:: TEXT EXCERPT

What's the impact of Brexit on UK Superyacht crew?
Ok, so we’re the other side of Brexit. UK is no longer part of the EU. And UK crew working on superyachts and shoreside around the world have questions. We hope the following helps answer a few of them:
An overview from 1st Jan 2021:
- Unless you hold a VISA or residency for a specific EU country, UK citizens can only stay in the EU for tourist purposes or work for 90 days in a 180-day period.
- UK citizens must (from the 1st January 2021) have their passport stamped in and out of each EU country, when visiting member EU countries.
- UK citizens must hold a passport valid for up to 10 years, with at least 6 months before it expires.
If I entered the EU before 31st December, I didn’t get stamped in. How do I stamp out?
As a UK national, from outside the EU, you can no longer travel freely to and between EU countries without having your passport stamped to log your entry and departure.
If you have stamped in on the 1st Jan 2021, you have 90 days to stamp out/leave. So, your deadline? 31st March 2021.
Not all EU countries have confirmed their local regulations so please check with your local immigration office, but if you entered the EU prior to 31st December 2020 and you are planning on leaving the EU country, you now need to be stamped out (apart from Spain – I’ll come back to that later).
Please request a stamp via your local immigration office.
What do I need to stamp in/out?

::::

PROBLEM TO SOLVE — Output the Brexit text word for word, everything from "Ok, so we’re" down to "a 180-day period.". Rely only on the Brexit text above to do this.

:: MATERIAL PROVIDED

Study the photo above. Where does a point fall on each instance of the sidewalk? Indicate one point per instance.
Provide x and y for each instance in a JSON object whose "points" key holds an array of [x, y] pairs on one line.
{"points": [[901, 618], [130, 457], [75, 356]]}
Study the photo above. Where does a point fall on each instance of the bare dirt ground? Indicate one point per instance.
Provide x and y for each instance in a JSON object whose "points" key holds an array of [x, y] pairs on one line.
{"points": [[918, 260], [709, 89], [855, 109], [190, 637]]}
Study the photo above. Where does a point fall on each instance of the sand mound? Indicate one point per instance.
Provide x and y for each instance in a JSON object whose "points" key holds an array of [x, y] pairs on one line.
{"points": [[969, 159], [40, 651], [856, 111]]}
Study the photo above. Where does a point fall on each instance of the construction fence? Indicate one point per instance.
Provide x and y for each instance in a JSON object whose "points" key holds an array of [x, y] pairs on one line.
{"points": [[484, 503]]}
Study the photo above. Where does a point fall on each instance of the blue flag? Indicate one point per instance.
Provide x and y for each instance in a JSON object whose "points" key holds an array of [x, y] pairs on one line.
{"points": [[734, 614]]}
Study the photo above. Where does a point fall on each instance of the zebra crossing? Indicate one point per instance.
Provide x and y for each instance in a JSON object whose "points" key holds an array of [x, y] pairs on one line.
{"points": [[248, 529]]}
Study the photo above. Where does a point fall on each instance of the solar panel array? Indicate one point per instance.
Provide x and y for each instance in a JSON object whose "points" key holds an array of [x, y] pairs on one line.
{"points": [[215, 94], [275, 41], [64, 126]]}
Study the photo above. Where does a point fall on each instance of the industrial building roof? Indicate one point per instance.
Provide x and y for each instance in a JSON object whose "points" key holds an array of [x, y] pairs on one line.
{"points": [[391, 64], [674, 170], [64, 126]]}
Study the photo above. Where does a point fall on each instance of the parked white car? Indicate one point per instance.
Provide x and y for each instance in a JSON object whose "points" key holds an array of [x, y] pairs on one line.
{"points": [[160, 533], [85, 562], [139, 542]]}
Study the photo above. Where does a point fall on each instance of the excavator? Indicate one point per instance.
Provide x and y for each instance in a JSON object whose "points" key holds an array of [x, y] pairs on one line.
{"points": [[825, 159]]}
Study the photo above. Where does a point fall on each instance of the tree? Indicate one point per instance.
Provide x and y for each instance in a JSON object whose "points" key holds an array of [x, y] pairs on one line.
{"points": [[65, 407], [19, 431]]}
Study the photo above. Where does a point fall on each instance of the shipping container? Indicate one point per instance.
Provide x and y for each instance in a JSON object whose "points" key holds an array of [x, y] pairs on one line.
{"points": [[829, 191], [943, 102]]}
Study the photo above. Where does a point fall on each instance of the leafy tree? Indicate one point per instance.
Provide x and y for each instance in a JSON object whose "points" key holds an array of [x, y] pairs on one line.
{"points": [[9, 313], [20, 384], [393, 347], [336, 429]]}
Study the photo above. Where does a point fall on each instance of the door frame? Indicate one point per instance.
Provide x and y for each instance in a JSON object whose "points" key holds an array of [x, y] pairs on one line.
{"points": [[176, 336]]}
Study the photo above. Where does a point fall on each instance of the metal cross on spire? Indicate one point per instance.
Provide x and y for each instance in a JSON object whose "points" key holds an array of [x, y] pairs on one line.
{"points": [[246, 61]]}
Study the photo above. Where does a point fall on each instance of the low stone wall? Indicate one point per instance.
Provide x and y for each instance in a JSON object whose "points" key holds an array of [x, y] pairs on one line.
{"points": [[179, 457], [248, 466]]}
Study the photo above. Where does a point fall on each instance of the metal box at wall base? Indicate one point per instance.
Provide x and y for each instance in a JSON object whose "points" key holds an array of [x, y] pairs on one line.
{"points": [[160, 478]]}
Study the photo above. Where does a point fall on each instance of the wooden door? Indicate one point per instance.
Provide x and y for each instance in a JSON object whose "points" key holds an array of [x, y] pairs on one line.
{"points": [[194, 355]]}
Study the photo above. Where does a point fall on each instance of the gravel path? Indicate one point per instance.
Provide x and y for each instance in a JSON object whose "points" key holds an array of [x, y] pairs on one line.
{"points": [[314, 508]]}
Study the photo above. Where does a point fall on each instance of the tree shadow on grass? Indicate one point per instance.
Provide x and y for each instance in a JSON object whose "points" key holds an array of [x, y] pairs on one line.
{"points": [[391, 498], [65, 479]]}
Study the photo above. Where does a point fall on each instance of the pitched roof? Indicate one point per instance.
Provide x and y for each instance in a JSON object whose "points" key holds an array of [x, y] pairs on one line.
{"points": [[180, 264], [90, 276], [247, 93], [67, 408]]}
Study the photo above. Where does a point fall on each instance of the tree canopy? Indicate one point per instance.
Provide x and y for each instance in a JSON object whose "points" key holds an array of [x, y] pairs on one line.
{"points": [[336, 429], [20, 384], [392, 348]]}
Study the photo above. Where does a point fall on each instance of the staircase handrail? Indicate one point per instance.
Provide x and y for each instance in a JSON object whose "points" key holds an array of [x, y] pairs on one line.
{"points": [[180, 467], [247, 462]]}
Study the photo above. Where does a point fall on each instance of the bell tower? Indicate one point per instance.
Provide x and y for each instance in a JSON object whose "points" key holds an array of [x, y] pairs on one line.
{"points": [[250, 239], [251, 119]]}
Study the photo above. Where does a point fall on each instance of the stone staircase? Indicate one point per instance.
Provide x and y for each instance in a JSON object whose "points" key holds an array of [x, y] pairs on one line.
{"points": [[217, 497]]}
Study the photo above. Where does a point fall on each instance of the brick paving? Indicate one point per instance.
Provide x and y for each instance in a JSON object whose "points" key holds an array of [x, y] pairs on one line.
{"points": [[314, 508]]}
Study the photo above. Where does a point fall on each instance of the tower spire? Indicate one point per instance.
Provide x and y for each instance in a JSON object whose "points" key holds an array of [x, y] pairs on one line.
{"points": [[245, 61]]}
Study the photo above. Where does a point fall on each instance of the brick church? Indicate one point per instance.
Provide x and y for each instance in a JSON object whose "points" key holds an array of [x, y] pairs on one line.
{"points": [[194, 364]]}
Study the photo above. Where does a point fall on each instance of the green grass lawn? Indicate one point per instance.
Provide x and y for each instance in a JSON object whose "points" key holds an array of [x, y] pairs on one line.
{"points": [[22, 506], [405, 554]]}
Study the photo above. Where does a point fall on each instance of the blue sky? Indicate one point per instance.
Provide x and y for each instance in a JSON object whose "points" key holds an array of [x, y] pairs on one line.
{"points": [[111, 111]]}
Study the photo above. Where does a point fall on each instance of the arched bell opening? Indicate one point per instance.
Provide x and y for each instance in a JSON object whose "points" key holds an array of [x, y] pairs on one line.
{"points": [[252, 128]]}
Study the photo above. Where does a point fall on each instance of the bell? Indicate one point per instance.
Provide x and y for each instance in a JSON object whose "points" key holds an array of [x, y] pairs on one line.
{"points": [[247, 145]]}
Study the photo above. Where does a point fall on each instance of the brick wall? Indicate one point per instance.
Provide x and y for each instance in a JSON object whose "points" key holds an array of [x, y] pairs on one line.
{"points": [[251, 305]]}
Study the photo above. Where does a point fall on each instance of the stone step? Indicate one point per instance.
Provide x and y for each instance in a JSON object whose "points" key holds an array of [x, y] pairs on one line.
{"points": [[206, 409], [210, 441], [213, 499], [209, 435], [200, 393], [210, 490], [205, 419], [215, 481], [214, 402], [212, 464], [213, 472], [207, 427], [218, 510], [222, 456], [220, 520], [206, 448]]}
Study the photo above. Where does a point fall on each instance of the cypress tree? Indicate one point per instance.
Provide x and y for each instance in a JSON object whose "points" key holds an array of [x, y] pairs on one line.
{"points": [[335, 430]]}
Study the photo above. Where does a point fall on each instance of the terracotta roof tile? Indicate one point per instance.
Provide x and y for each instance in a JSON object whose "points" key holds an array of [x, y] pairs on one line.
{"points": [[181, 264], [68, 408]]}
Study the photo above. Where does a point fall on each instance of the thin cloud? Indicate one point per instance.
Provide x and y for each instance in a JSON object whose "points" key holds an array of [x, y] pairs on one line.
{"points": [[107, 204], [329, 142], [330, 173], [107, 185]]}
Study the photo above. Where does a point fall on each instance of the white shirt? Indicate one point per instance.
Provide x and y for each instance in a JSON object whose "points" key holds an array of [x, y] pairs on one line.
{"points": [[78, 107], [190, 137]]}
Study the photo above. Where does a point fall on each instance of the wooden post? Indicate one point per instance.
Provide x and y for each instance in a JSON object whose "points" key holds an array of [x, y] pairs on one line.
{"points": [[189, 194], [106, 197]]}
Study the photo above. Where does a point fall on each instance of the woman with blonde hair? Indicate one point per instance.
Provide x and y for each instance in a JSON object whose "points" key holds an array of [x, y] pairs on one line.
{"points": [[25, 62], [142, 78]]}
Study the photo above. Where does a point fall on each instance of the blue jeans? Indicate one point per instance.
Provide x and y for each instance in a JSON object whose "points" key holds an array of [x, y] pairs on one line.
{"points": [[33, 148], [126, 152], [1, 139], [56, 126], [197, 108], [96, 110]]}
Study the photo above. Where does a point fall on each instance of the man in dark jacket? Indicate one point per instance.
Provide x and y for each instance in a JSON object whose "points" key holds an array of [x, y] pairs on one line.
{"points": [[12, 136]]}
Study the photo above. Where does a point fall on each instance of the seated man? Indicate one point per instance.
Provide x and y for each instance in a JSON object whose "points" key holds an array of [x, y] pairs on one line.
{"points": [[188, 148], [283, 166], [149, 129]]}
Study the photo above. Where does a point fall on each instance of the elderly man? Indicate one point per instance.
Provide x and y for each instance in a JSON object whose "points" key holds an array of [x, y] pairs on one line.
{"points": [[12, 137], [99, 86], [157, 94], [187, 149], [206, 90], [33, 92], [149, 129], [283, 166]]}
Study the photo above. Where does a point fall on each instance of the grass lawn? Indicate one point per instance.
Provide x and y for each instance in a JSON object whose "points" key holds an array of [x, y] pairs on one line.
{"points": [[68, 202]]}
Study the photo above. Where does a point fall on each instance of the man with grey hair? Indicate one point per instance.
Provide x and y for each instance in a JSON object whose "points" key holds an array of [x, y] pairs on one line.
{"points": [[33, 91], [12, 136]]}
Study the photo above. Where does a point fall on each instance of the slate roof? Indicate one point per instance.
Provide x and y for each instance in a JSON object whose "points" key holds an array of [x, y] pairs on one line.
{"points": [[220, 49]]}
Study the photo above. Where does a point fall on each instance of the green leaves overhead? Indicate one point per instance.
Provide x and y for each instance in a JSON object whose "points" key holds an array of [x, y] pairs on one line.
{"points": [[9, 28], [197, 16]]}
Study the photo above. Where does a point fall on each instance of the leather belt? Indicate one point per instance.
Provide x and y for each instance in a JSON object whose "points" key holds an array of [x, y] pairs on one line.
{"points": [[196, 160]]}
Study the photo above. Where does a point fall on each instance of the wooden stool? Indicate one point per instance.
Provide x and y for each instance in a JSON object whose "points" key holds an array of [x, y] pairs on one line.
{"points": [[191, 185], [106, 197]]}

::::

ANSWER SECTION —
Ok, so we’re the other side of Brexit. UK is no longer part of the EU. And UK crew working on superyachts and shoreside around the world have questions. We hope the following helps answer a few of them:
An overview from 1st Jan 2021:
- Unless you hold a VISA or residency for a specific EU country, UK citizens can only stay in the EU for tourist purposes or work for 90 days in a 180-day period.